Aos poucos, com extremo cuidado, o casal revelou aos demais filhos a
existência do primeiro, de nome Inácio, criado pelo padre. Foram
procurá-lo e o encontraram em 2005, ocasião em que ele conheceu os pais. A
participação do casal no cangaço também acabou transpirando e até um livro
foi escrito a respeito. Também um filme foi realizado, embora ainda não
exibido. Segundo o historiador Napoleão Tavares Neves, Moreno e Durvinha
foram recebidos na cidade onde haviam morado, Brejo Santo, no Cariri, há
alguns anos. Durvinha, afirma ele, “foi a cangaceira mais bonita do
cangaço, ex-companheira de Virgínio, cangaceiro tido como bonitão e que
Durvinha nunca esqueceu. Pela longevidade do casal de cangaceiros, parece
que sofrimento, privações de toda ordem e fome são vitaminas de
longevidade.” Ao falecer, Moreno estava viúvo há dois anos.

**Tarefa curta 1:**
Selecione, nas entradas abaixo, cada linha em que aparece a palavra "stainless".

**Dados do exercício:**
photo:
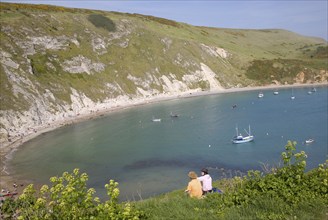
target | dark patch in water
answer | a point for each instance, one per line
(154, 162)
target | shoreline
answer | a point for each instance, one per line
(7, 180)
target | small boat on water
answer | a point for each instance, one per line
(174, 115)
(292, 97)
(309, 141)
(156, 119)
(239, 139)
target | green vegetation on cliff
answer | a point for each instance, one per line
(286, 192)
(107, 54)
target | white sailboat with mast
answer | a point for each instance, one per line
(239, 139)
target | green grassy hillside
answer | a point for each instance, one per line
(49, 55)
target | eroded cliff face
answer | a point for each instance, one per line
(42, 107)
(57, 65)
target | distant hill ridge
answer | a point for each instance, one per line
(58, 63)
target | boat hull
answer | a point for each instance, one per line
(243, 140)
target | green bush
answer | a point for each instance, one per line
(288, 192)
(68, 198)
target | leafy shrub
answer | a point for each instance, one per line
(68, 198)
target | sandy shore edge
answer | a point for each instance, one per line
(7, 181)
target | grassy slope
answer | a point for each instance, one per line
(250, 50)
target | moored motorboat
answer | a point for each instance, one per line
(309, 141)
(156, 119)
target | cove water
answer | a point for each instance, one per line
(148, 158)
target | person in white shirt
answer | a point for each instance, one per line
(206, 181)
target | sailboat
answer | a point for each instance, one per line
(292, 97)
(239, 139)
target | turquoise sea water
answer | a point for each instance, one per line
(148, 158)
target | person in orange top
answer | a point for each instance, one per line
(194, 186)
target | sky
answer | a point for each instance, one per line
(305, 17)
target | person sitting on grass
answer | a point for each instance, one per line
(194, 188)
(206, 181)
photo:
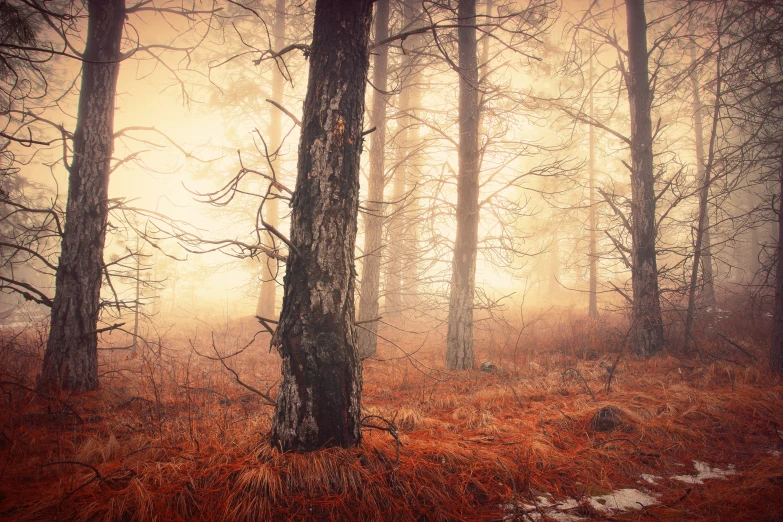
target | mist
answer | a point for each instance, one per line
(529, 247)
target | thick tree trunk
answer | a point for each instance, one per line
(266, 300)
(374, 217)
(319, 400)
(776, 350)
(71, 358)
(592, 310)
(647, 338)
(459, 350)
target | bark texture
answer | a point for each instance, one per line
(459, 349)
(776, 350)
(71, 357)
(647, 337)
(701, 248)
(319, 400)
(402, 207)
(266, 301)
(373, 218)
(592, 309)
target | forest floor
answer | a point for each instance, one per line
(568, 426)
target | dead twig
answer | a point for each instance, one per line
(587, 387)
(737, 346)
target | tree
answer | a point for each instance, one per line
(375, 207)
(648, 324)
(459, 348)
(266, 301)
(319, 399)
(71, 358)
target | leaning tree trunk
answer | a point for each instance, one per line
(776, 350)
(266, 300)
(71, 358)
(373, 231)
(647, 338)
(319, 400)
(459, 349)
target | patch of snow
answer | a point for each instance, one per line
(622, 500)
(650, 479)
(703, 472)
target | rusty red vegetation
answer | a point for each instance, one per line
(171, 436)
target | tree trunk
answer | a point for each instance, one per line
(405, 141)
(319, 400)
(708, 288)
(647, 338)
(266, 301)
(71, 358)
(373, 231)
(701, 248)
(459, 350)
(776, 350)
(592, 310)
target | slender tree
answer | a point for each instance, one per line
(266, 301)
(374, 216)
(592, 309)
(406, 144)
(647, 338)
(459, 350)
(319, 399)
(776, 350)
(71, 357)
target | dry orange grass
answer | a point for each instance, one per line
(171, 437)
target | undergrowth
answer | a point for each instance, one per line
(171, 435)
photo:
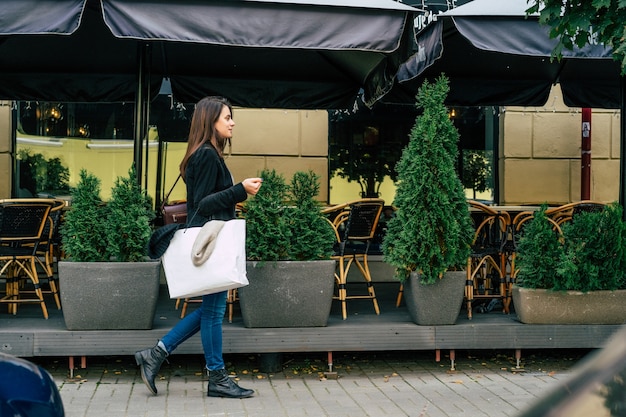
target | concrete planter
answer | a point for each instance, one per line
(288, 294)
(437, 304)
(540, 306)
(109, 295)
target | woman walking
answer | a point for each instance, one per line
(211, 195)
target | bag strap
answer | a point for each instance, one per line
(167, 196)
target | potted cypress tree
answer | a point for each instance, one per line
(288, 245)
(428, 240)
(576, 275)
(106, 281)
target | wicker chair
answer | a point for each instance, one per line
(355, 228)
(486, 265)
(21, 230)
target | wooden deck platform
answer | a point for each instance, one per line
(27, 334)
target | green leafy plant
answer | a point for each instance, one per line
(39, 174)
(538, 251)
(432, 229)
(590, 255)
(312, 238)
(129, 215)
(94, 231)
(594, 252)
(83, 231)
(285, 222)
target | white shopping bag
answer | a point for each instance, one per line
(224, 270)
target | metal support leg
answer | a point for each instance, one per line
(331, 374)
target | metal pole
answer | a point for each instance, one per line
(622, 133)
(585, 157)
(141, 106)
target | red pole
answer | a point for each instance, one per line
(585, 158)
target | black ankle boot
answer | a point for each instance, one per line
(221, 385)
(149, 361)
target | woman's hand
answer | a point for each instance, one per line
(252, 185)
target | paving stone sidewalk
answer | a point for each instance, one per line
(368, 384)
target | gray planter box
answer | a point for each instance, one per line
(288, 294)
(540, 306)
(109, 295)
(437, 304)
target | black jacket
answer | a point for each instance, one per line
(210, 195)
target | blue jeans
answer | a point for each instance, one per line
(208, 319)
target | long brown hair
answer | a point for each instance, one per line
(202, 130)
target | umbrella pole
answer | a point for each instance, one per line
(585, 157)
(142, 100)
(622, 133)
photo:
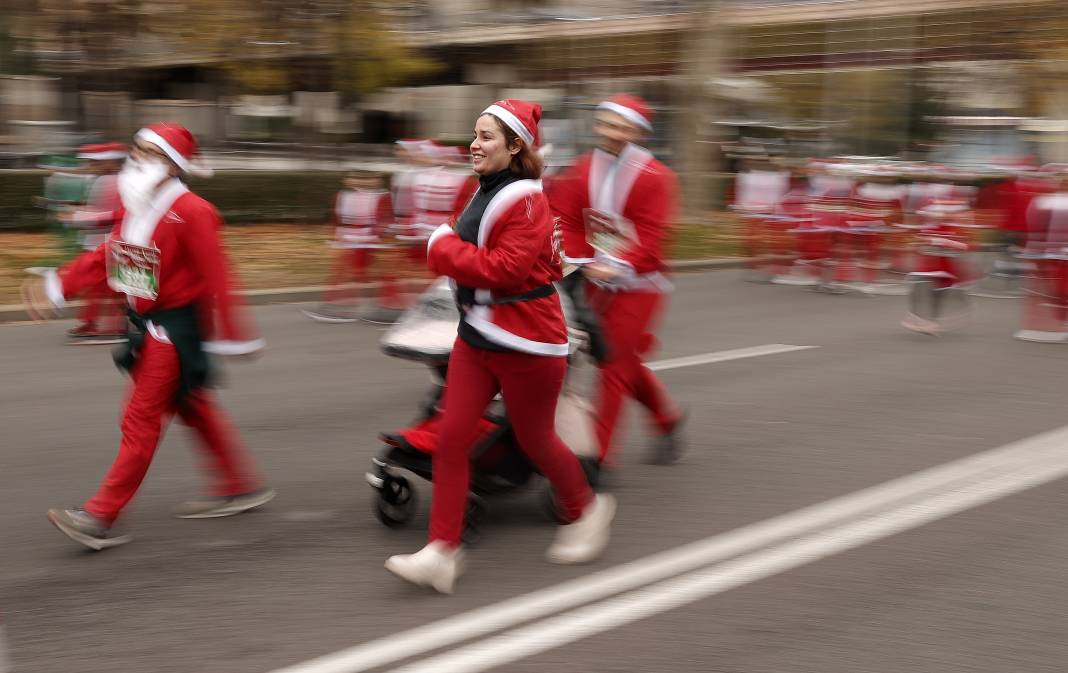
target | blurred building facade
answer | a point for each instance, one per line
(796, 76)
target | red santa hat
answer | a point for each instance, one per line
(177, 143)
(631, 108)
(521, 116)
(103, 152)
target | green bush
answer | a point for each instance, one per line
(241, 197)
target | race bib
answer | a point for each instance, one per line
(608, 233)
(134, 269)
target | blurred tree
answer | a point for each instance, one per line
(267, 46)
(14, 59)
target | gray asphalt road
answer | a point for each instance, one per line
(979, 591)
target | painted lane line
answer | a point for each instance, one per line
(724, 356)
(681, 591)
(685, 559)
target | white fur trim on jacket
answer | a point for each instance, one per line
(504, 200)
(234, 347)
(138, 229)
(502, 337)
(443, 230)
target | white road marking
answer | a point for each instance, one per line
(675, 593)
(1034, 452)
(723, 356)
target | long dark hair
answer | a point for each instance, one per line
(527, 163)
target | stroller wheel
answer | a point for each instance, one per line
(394, 501)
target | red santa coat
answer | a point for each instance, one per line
(633, 186)
(360, 217)
(1048, 224)
(514, 254)
(177, 238)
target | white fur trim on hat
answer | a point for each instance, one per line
(150, 136)
(631, 115)
(512, 121)
(103, 156)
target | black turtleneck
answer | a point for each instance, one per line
(467, 228)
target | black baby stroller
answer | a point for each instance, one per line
(425, 333)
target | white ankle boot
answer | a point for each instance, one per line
(585, 538)
(435, 565)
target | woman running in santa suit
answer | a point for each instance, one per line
(165, 253)
(512, 339)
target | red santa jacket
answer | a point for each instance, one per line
(360, 217)
(168, 257)
(633, 186)
(514, 254)
(1048, 225)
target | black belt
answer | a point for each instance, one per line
(183, 330)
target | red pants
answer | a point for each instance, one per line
(150, 407)
(104, 303)
(627, 321)
(530, 385)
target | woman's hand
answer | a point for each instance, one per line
(38, 307)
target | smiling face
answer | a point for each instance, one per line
(490, 152)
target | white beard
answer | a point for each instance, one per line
(138, 182)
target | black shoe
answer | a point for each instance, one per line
(669, 447)
(85, 529)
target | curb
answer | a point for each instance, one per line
(15, 312)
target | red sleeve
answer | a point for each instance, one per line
(521, 238)
(202, 240)
(652, 214)
(383, 219)
(566, 202)
(84, 271)
(333, 213)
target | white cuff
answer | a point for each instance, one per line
(442, 230)
(234, 347)
(625, 269)
(55, 290)
(579, 261)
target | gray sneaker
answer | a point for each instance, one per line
(215, 506)
(85, 529)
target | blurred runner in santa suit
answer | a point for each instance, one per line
(615, 209)
(165, 253)
(363, 215)
(101, 317)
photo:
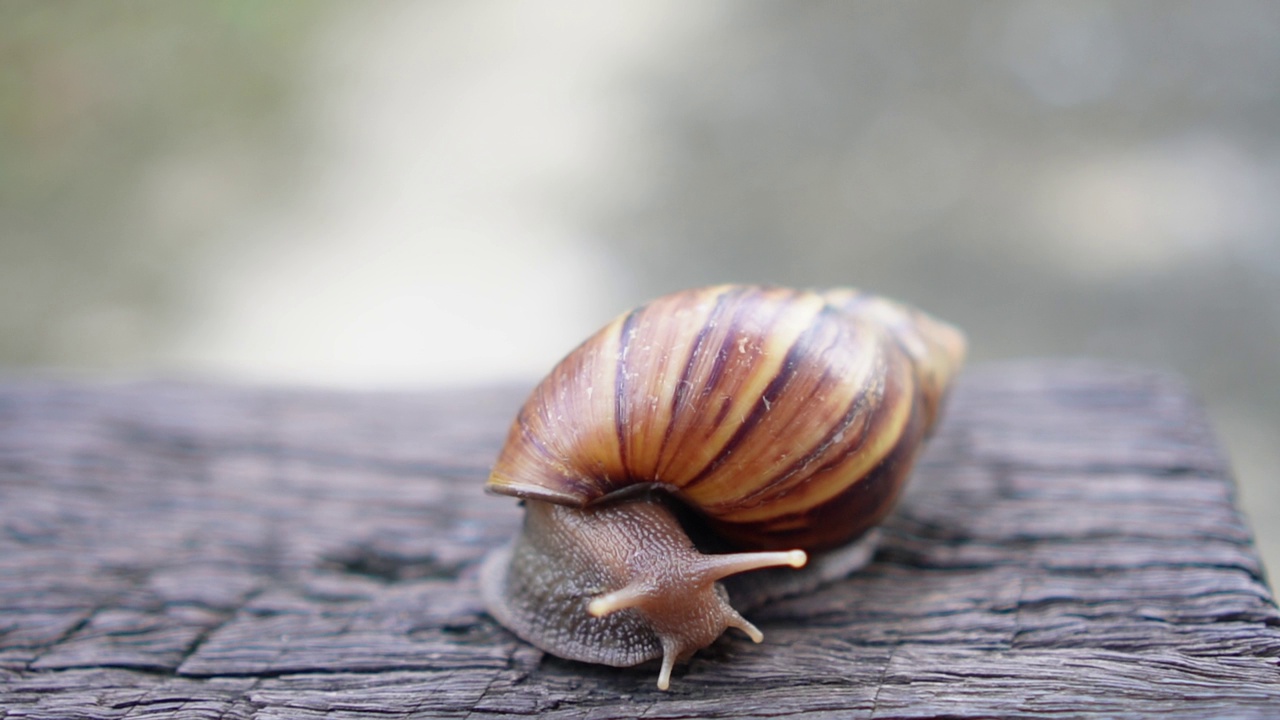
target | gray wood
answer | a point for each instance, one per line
(1069, 546)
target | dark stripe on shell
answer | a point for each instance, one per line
(621, 402)
(855, 409)
(846, 515)
(681, 396)
(778, 383)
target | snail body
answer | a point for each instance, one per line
(772, 422)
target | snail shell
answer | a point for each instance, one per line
(782, 420)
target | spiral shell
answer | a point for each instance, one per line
(786, 418)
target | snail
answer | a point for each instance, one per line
(772, 422)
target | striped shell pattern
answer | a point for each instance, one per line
(786, 418)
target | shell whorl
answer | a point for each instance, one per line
(787, 418)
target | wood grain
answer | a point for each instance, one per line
(1070, 545)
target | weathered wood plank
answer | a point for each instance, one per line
(1069, 545)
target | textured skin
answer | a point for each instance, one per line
(540, 586)
(787, 418)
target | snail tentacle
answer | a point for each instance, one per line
(777, 418)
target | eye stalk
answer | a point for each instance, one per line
(785, 420)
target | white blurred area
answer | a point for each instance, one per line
(424, 194)
(438, 237)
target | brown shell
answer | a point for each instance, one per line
(787, 418)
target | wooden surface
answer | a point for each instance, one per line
(1069, 545)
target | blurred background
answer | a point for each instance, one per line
(410, 194)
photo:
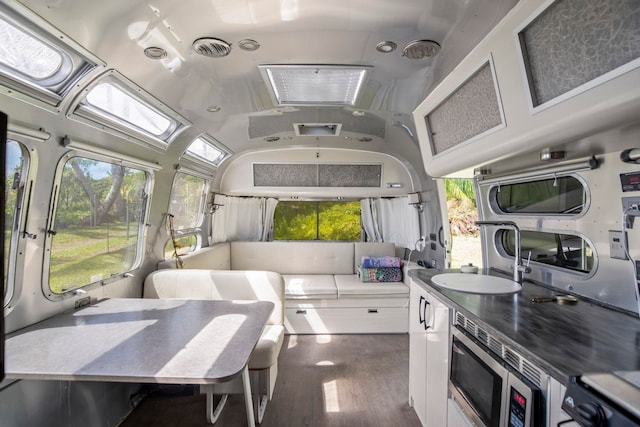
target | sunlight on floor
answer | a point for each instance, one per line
(330, 392)
(293, 341)
(323, 339)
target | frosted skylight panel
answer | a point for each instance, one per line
(114, 101)
(314, 84)
(26, 54)
(206, 151)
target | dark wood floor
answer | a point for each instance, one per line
(323, 380)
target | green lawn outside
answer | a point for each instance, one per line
(83, 254)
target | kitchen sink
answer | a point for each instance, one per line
(476, 283)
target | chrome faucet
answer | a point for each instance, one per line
(518, 267)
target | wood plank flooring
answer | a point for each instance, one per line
(323, 380)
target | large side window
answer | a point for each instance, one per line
(15, 173)
(559, 195)
(317, 220)
(566, 251)
(186, 213)
(98, 225)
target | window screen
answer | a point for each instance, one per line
(564, 195)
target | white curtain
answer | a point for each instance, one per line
(243, 219)
(391, 220)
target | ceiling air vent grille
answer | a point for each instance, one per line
(211, 47)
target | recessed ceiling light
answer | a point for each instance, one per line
(386, 47)
(248, 45)
(211, 47)
(421, 49)
(154, 52)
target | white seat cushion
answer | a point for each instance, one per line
(266, 352)
(350, 284)
(308, 286)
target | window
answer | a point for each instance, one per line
(98, 224)
(203, 149)
(116, 102)
(15, 173)
(28, 55)
(317, 221)
(563, 195)
(121, 106)
(187, 201)
(561, 250)
(37, 63)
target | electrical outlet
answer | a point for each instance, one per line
(631, 205)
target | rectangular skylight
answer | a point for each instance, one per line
(315, 84)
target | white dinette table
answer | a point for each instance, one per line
(141, 340)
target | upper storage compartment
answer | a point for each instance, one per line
(561, 71)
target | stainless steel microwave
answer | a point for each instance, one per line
(489, 393)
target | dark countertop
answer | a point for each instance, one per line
(563, 340)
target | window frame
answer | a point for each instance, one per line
(17, 241)
(76, 61)
(53, 207)
(203, 201)
(214, 143)
(495, 186)
(318, 203)
(84, 111)
(501, 232)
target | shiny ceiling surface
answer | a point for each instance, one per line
(288, 31)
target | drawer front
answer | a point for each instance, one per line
(347, 320)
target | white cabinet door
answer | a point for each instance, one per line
(429, 326)
(437, 363)
(418, 350)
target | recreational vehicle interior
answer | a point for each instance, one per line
(236, 212)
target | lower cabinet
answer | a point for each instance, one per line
(429, 327)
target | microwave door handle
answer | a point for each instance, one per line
(427, 304)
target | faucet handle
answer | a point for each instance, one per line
(525, 268)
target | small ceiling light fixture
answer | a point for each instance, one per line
(421, 49)
(386, 47)
(548, 154)
(248, 45)
(211, 47)
(155, 52)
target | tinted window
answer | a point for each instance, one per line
(317, 221)
(560, 250)
(98, 223)
(16, 159)
(187, 200)
(564, 195)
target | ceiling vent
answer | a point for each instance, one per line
(317, 129)
(211, 47)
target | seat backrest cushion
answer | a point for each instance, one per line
(215, 257)
(294, 257)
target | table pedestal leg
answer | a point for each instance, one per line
(248, 401)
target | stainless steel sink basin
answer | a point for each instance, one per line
(476, 283)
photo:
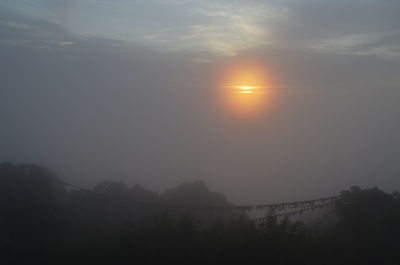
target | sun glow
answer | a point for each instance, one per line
(245, 90)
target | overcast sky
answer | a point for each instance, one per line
(129, 90)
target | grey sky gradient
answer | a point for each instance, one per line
(126, 90)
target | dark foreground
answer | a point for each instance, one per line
(42, 222)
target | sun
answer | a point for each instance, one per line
(246, 89)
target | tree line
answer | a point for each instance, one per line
(44, 222)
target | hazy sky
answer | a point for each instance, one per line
(134, 91)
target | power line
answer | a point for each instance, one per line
(273, 207)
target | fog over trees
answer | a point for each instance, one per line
(46, 221)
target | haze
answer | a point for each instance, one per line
(133, 91)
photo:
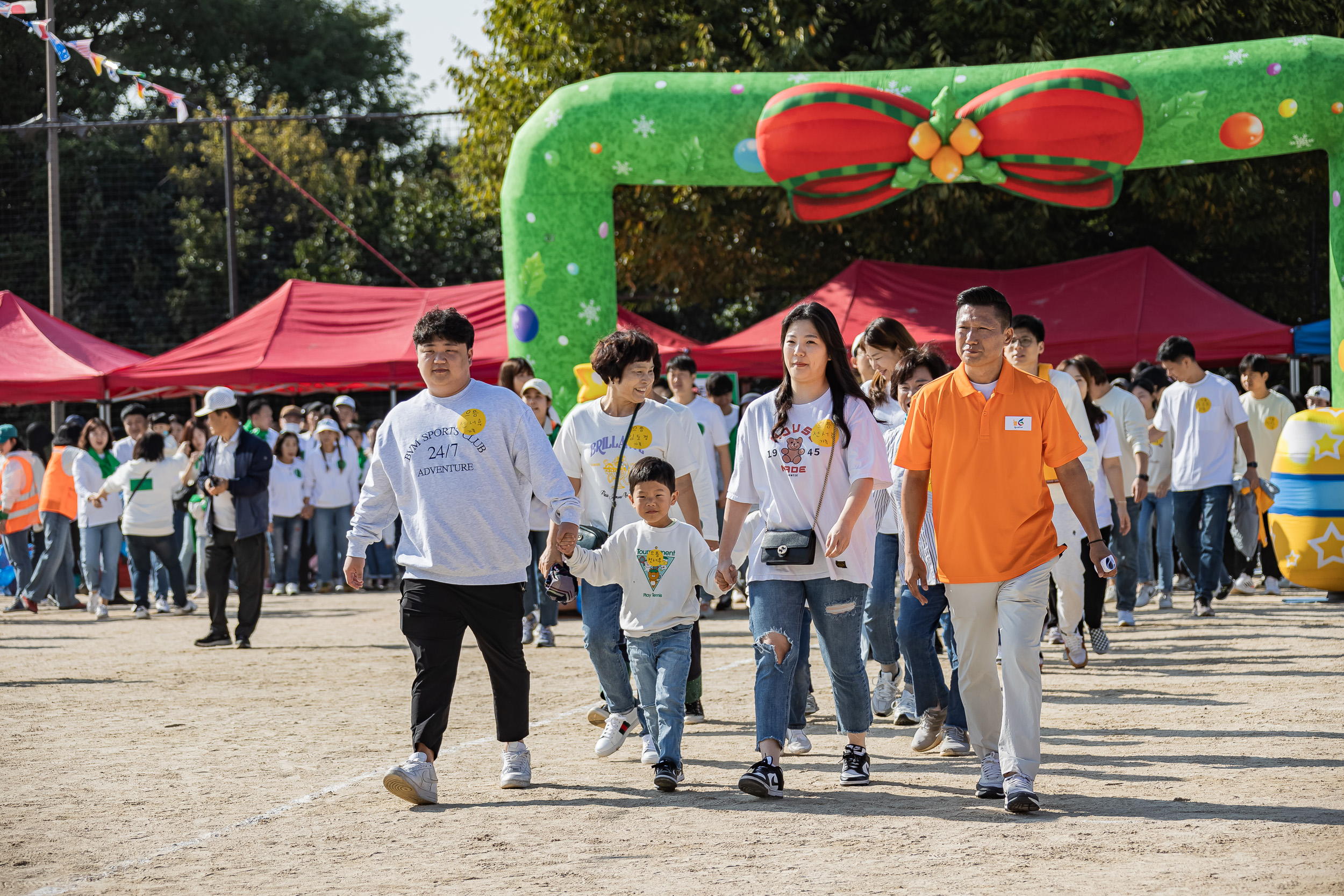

**Tarefa curta 2:**
Reproduza integralmente o trecho sobre o casal de cangaceiros.

**Resposta completa 1:**
target | stainless steel microwave
target | stainless steel sink basin

**Resposta completa 2:**
Aos poucos, com extremo cuidado, o casal revelou aos demais filhos a
existência do primeiro, de nome Inácio, criado pelo padre. Foram
procurá-lo e o encontraram em 2005, ocasião em que ele conheceu os pais. A
participação do casal no cangaço também acabou transpirando e até um livro
foi escrito a respeito. Também um filme foi realizado, embora ainda não
exibido. Segundo o historiador Napoleão Tavares Neves, Moreno e Durvinha
foram recebidos na cidade onde haviam morado, Brejo Santo, no Cariri, há
alguns anos. Durvinha, afirma ele, “foi a cangaceira mais bonita do
cangaço, ex-companheira de Virgínio, cangaceiro tido como bonitão e que
Durvinha nunca esqueceu. Pela longevidade do casal de cangaceiros, parece
que sofrimento, privações de toda ordem e fome são vitaminas de
longevidade.” Ao falecer, Moreno estava viúvo há dois anos.